**Directions for this task:**
Return every line of the items below exactly as it stands, and leave the pictures out of what you return.

**Supplied data:**
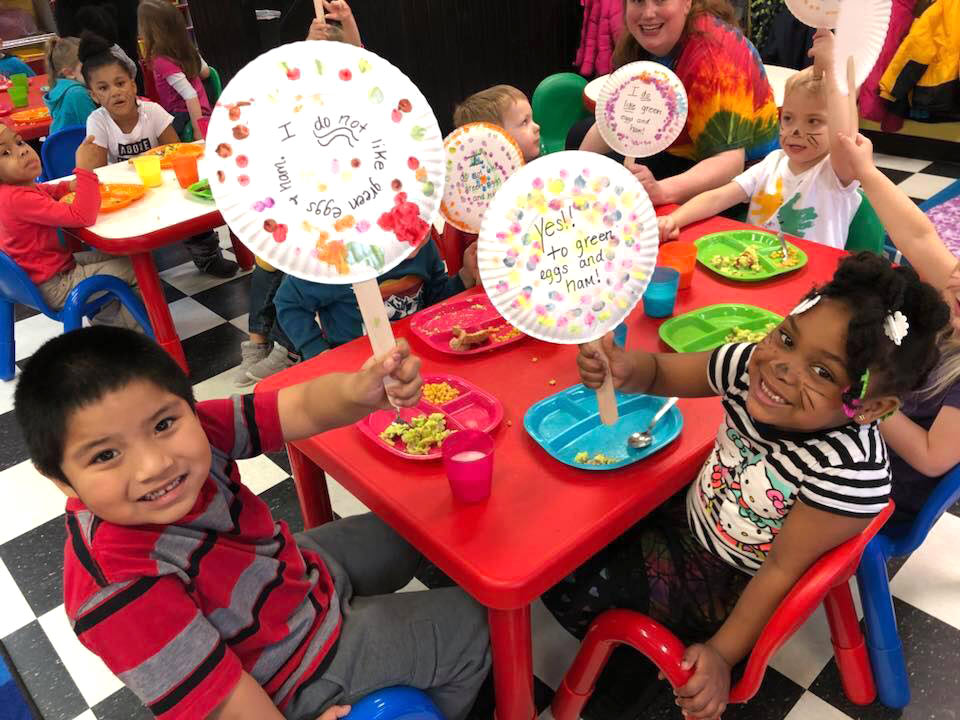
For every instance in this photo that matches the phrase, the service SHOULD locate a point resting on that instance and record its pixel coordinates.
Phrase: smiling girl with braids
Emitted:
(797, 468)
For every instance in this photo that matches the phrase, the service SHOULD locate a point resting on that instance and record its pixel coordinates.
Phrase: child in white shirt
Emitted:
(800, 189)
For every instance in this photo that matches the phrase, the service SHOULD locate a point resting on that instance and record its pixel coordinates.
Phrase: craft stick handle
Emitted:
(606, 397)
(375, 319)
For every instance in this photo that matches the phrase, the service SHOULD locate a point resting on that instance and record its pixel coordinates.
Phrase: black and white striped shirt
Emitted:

**Correct response:**
For every instance in this photo that matches the phrase, the service SHOULD locate a point resting on that instance and record its pixel coordinates.
Phrase: smiling girl with braids
Emitted:
(797, 468)
For every instance in this photo that matches the phrase, the service SHOULD locate a point resting on that instance and record its pixel coordinates.
Phrase: child in white shirt
Emitted:
(800, 189)
For every instance in this photo that matches the phrase, the service SHOULD locate a point resting on that instance and record its pixel coordinates.
Phrase: craft stick handle
Emitted:
(606, 397)
(375, 319)
For every instance in this photo that matches the phrase, the service SHOULD locate a point resting on that instance and record its pixel coordinates.
Phrase: black and white striped shirt
Emitted:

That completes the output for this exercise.